[Pointing entries for named objects]
┌──
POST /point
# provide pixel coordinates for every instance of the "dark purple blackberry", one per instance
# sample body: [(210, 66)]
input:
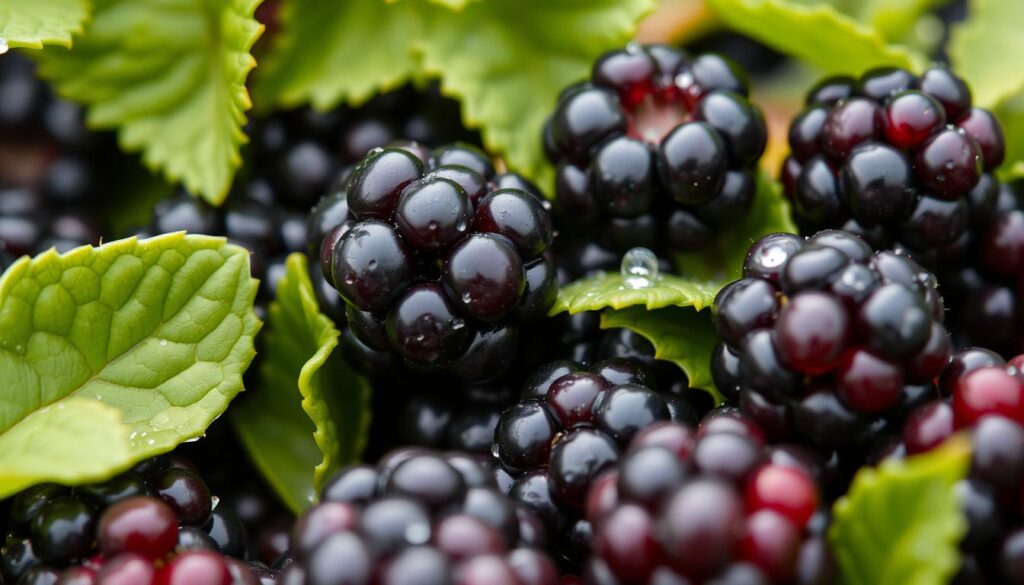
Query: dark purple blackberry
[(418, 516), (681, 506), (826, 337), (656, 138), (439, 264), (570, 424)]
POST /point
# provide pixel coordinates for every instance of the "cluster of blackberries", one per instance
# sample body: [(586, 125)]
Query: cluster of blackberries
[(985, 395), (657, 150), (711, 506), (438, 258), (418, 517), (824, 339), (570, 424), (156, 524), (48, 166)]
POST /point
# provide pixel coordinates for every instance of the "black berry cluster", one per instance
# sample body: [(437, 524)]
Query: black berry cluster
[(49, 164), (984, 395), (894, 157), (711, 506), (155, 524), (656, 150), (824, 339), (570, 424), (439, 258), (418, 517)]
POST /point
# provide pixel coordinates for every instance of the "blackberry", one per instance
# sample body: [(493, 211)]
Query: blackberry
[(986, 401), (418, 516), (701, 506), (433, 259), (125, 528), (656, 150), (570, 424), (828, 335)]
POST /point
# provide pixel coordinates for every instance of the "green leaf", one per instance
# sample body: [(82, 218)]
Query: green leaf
└──
__WHAT YOU SHOULD DO__
Turn the rows above into a JSON list of strings with one string per line and no blank lines. Leave out the pictures.

__THE RESPONSE__
[
  "POST /point",
  "# provide pixel coordinates for every instance of the \"dark purple blackberry\", one per instance",
  "# sample body: [(210, 66)]",
  "input:",
  "Query: dark purple blackberry",
  "[(418, 516), (681, 506), (826, 337), (656, 138), (439, 264), (570, 424)]",
  "POST /point",
  "# provide pixel coordinates for every instance of the \"cluster of blackberries\", one per instance",
  "# sample body: [(586, 125)]",
  "Query: cluster of blackberries",
  "[(985, 395), (657, 150), (711, 506), (438, 258), (418, 517), (824, 339), (570, 424), (156, 524), (48, 166)]",
  "POST /point",
  "# provide pixel coordinates for every instance of the \"black berry cluster\", one per instance",
  "# sample body: [(437, 524)]",
  "Query: black berry cluster",
  "[(49, 164), (984, 395), (894, 157), (711, 506), (155, 524), (656, 150), (824, 339), (570, 424), (439, 258), (418, 517)]",
  "POST /point",
  "# provide pixel coordinates for every instance of the \"blackberry\", one per instance",
  "# sample body: [(493, 211)]",
  "Query: blackberry",
  "[(986, 401), (418, 516), (701, 506), (433, 259), (125, 528), (656, 150), (570, 424), (828, 335)]",
  "POST /point",
  "# provide pixel coordinates for every instance of the \"green leaf\", one per instance",
  "# sample body: [(82, 218)]",
  "Query: green leaf"
]